## start THE RECORDS

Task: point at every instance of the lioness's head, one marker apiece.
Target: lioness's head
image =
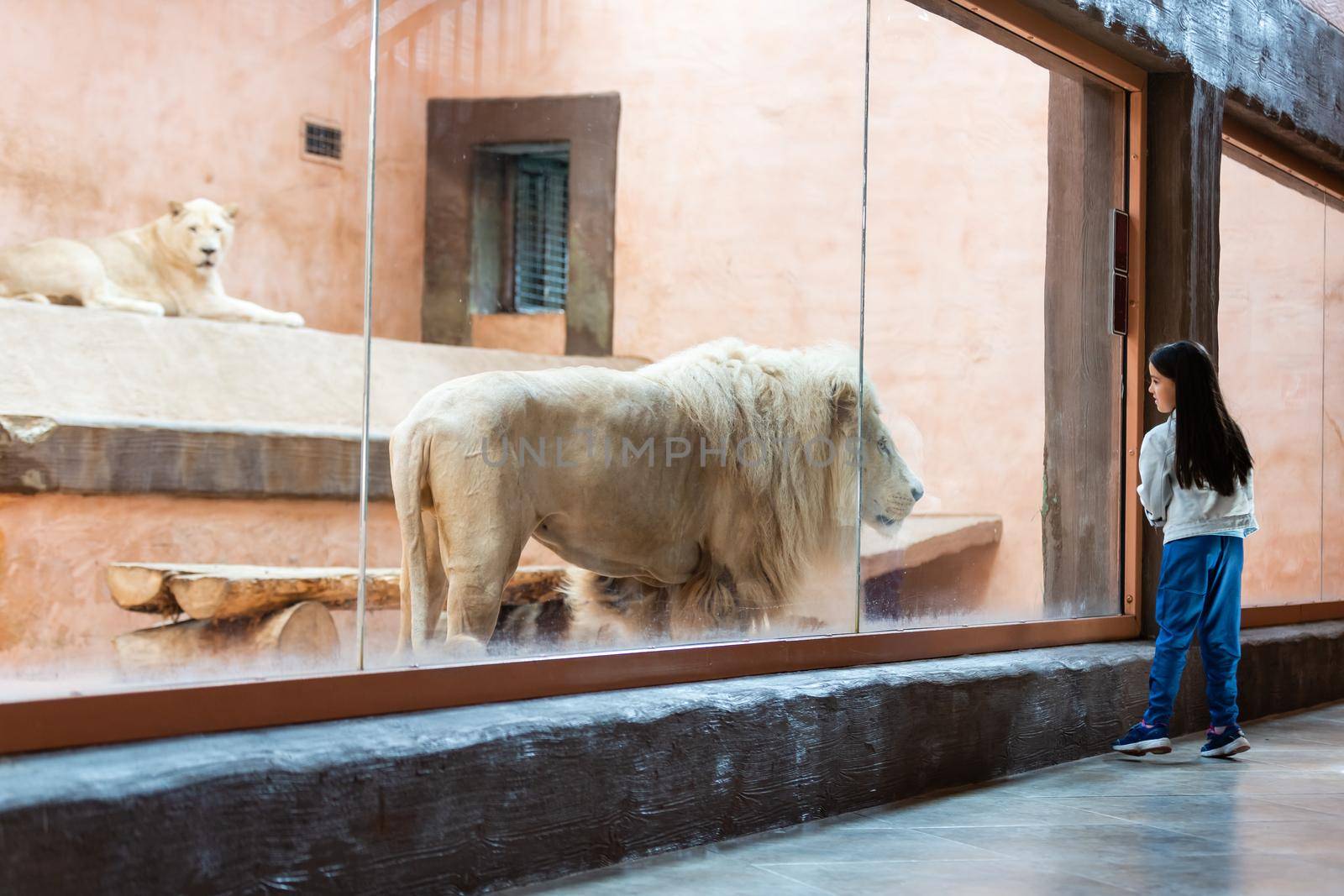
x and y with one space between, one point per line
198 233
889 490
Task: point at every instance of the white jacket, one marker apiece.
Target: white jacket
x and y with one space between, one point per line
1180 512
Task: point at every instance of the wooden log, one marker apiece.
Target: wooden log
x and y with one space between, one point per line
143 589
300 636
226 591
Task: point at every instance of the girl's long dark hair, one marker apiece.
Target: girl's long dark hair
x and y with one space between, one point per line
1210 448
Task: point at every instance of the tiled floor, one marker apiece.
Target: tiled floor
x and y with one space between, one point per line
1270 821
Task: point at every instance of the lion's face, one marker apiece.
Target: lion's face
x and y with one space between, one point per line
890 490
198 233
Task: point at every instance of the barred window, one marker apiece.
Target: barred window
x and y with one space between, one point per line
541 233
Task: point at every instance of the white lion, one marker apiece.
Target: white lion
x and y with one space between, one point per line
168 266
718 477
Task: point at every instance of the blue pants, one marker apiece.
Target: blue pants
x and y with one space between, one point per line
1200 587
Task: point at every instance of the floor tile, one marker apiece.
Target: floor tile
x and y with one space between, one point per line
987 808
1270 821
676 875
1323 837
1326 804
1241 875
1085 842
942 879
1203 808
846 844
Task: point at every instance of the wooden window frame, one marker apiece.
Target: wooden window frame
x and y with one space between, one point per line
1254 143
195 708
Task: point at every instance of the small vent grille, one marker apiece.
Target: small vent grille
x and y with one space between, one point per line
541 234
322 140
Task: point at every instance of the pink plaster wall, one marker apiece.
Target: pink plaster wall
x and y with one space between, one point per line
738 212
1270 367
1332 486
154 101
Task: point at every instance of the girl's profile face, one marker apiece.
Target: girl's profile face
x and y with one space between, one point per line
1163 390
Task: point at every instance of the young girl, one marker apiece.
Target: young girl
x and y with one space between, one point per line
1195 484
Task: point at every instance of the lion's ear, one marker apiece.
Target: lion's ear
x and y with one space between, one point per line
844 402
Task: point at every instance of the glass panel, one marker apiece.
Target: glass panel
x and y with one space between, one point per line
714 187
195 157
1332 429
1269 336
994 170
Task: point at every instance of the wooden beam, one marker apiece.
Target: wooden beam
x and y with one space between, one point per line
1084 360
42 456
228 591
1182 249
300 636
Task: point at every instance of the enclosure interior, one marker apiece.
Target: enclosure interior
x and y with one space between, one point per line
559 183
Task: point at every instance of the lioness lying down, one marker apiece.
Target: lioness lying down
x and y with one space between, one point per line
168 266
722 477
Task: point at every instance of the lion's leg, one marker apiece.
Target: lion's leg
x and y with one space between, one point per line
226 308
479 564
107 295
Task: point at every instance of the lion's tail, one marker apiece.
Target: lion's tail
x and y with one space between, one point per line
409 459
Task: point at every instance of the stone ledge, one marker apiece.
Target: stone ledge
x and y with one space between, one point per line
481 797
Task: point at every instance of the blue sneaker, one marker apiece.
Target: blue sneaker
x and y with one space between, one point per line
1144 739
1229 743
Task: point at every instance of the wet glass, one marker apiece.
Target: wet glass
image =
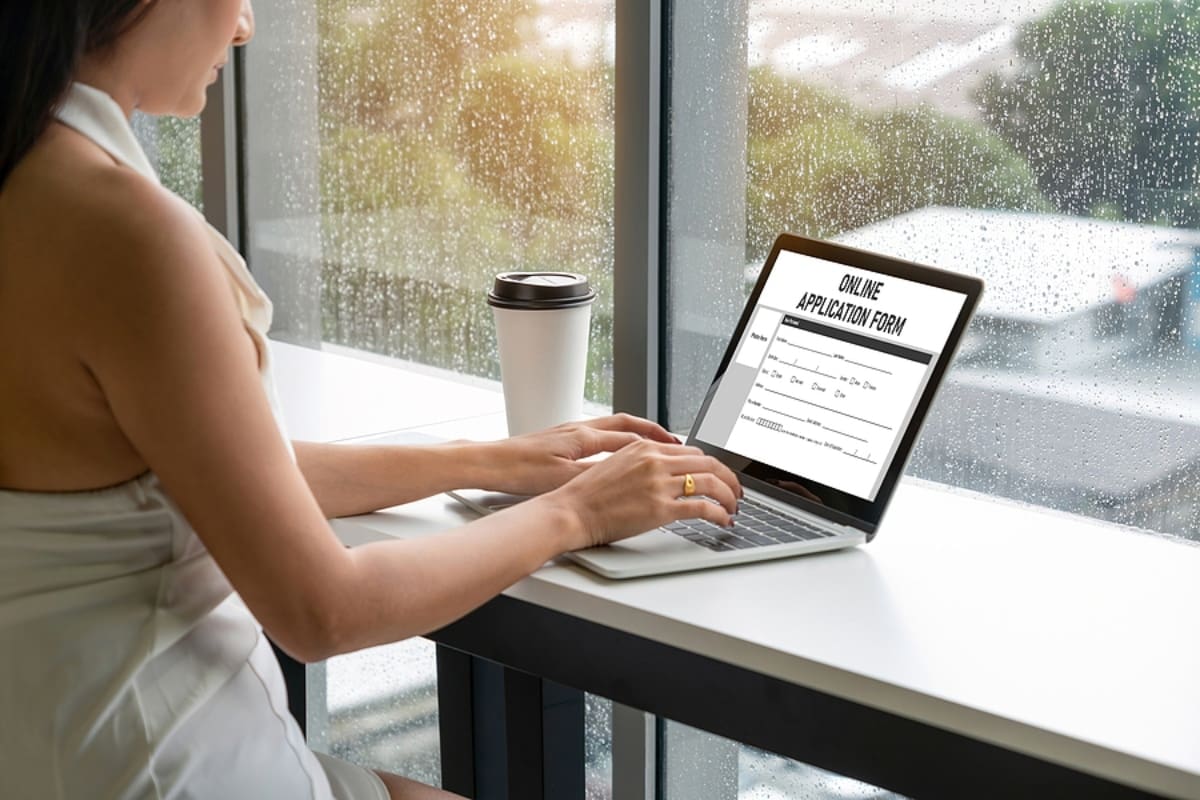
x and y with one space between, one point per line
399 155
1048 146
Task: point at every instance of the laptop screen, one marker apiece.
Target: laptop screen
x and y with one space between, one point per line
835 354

## end THE RECORDS
## start THE RECORDS

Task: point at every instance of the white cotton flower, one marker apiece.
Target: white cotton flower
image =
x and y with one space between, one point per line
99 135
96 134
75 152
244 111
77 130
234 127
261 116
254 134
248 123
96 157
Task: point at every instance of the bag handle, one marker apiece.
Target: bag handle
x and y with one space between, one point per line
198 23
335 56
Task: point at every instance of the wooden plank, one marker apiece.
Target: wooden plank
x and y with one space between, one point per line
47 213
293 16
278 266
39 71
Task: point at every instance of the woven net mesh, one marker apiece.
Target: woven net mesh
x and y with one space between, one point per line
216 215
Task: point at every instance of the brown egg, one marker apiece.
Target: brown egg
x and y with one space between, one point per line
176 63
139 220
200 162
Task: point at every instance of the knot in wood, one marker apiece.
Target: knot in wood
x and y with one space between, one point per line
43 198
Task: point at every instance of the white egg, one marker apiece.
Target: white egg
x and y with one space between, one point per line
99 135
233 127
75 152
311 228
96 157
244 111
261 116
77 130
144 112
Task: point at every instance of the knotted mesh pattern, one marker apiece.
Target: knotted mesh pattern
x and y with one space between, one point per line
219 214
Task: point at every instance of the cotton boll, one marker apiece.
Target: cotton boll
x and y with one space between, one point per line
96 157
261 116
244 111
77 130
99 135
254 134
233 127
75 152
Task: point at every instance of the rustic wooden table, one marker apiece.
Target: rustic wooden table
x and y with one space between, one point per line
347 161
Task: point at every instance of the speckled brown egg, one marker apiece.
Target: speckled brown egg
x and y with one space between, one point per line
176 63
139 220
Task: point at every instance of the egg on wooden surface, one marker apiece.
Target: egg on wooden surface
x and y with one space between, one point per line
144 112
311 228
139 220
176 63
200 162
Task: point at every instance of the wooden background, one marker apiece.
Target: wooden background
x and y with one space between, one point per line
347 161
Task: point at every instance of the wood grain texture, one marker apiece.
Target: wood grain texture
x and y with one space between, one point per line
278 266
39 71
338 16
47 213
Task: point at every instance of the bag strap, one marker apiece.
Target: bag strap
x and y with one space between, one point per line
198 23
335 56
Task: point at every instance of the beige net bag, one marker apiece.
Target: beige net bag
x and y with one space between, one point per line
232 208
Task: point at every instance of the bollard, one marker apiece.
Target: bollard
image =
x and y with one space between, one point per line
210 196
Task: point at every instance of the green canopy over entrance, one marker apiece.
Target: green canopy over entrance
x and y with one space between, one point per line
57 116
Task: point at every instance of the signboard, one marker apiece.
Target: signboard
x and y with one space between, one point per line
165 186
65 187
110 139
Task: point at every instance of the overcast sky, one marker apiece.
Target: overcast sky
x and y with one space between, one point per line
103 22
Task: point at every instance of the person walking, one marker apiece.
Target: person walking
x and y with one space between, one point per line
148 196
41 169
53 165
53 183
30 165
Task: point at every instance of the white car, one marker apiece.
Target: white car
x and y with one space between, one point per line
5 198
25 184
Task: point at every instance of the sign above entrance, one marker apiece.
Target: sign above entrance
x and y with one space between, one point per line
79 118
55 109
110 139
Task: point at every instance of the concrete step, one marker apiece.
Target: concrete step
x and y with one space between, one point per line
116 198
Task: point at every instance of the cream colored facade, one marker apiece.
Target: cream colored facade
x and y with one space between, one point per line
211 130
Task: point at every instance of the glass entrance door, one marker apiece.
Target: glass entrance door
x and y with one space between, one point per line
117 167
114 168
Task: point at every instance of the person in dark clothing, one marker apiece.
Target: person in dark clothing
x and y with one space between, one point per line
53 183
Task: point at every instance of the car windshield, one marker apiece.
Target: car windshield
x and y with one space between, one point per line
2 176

## end THE RECORDS
## start THE RECORDS

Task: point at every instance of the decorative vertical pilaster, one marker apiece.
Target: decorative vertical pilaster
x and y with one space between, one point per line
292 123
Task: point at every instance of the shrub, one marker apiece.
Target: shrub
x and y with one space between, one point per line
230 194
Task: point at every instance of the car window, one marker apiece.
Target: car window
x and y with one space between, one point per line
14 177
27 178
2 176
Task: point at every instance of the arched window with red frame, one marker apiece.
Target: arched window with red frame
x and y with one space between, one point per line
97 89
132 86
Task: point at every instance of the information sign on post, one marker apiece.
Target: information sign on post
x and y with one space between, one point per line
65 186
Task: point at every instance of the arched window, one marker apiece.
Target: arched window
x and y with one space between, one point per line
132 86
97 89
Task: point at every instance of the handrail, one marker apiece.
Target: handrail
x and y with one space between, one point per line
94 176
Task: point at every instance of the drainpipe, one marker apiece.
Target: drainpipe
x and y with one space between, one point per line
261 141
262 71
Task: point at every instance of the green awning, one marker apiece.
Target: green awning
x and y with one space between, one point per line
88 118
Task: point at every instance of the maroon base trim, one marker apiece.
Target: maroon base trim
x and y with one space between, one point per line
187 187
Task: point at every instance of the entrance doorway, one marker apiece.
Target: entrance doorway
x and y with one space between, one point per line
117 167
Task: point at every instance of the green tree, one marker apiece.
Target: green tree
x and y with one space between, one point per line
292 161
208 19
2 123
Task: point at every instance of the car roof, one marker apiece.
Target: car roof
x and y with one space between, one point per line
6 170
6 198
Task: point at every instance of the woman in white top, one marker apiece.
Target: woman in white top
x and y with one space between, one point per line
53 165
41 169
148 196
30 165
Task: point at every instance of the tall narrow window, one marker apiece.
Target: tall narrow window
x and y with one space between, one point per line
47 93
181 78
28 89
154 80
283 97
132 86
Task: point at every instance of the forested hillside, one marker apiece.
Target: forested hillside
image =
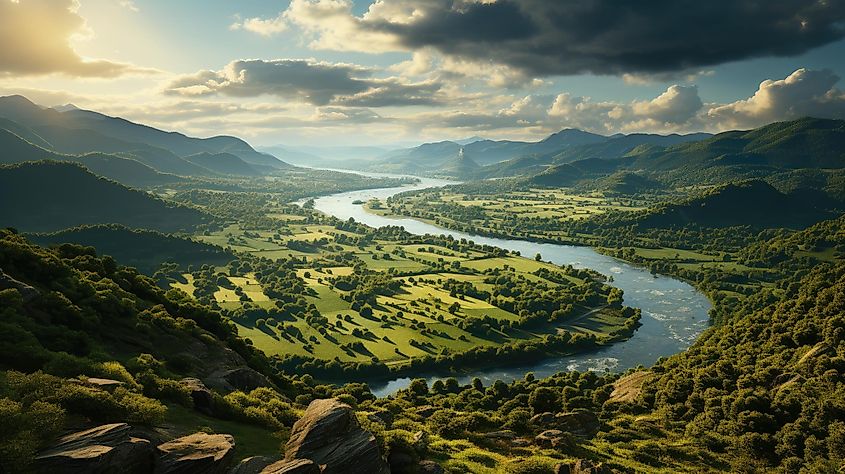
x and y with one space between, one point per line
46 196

## end THE RECORDS

### WORK TO DO:
Locate each line of the records above that contains the word "handle" and copy those lines in full.

### FULL SOLUTION:
Task: point at every instance of the bag handle, one marker apiece.
Target: bag handle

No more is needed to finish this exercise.